**SOURCE EXTRACT:**
::::::

Alongside other products grown by farmers, like cotton or cocoa, сoffee trails crude oil as the most actively traded commodity. Swings in coffee prices are closely watched by investors as well as consumers. After all, coffee price changes can have repercussions in terms of what a retailer can charge for a “cup of joe” – the world’s second most popular hot beverage after tea.
If the coffee price forecast moves higher then retailers will likely start cautioning consumers to expect to pay more for their caffeine fix. Similarly, a lower coffee price means retailers can either pass along some of their savings to the customer or lift their profits to the delight of equity holders.
The Intercontinental Exchange Futures is home to the Arabica coffee beans and looked at as a benchmark for arabica coffee as a commodity. Arabica is the world’s most consumed type of coffee so naturally, the coffee price outlook is a key focus for many investors.
Coffee market analysis
The price of one pound of Arabica coffee dipped below the $1 mark in 2019, which is around one-third of the value of its 2011 peak historical coffee price of around $3.06 per pound. The commodity traded as low as 87 cents in May and was hovering around $1.05 in mid-November.
Trade US Coffee Arabica Spot CFD
One of the reasons to attribute the low price of coffee is weakness in the Brazilian national currency, the real. The reason for this is simple: Brazil is the world’s largest exporter of coffee that is priced in American dollars. A rebound in the real could lift coffee prices but as it stands now the real is hovering near a multi-year low versus the greenback.
Coffee price forecast
2020 could be a rebound year for arabica coffee forecast based on simple supply and demand and recent coffee price news. Global consumption is forecasted to hit a record high of 167.9 million bags of coffee (each bag consists of 60kg worth of beans), but total global production is expected at 169.1 million bags.
The data is taken from a US government report Coffee: World Markets and Trade (June 6). The report makes it clear the global coffee market will shift from oversupplied conditions to nearly break-even.
More recently, as of November 5, 2019, the International Coffee Organisation released estimates for a stronger coffee price forecast. The agency modelled a global coffee deficit of 502,000 bags in 2019/2020, which would mark a dramatic turnaround from the 3.7 million bags surplus in 2018/2019.
In addition, the estimates call for a global coffee production decrease of nearly 1 per cent to 167.4 million bags in 2020. At the same time, global coffee consumption will rise by 1.5 per cent to 167.9 million bags.
Early signs of a coffee price trend
Despite coffee prices trading significantly closer to its multi-year lows than highs, Brazil’s largest coffee grower, a company named Cooxupe, is screaming warning signs to support coffee prices going up, according to Bloomberg.
How bad is it? Well, Cooxupe ran out of coffee beans in October so it could not ship supply to customers.
“Funds are overselling coffee in New York while in the physical market there is no more supply and demand has been strong,” Lucio Dias, commercial director told Bloomberg. “We don’t know where the world will get coffee in the next six months.”

::::::

**AVAILABLE DATA:**
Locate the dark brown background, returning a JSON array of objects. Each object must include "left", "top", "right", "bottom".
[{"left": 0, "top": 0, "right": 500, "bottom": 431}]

::::::

**WHAT IS NEEDED:** Copy word for word the stretch of the coffee price text that begins with the words containing "Early signs of" and ends with "according to Bloomberg.". The listing has no connection to the coffee price text.

**THE COMPLETED TASK:**
Early signs of a coffee price trend
Despite coffee prices trading significantly closer to its multi-year lows than highs, Brazil’s largest coffee grower, a company named Cooxupe, is screaming warning signs to support coffee prices going up, according to Bloomberg.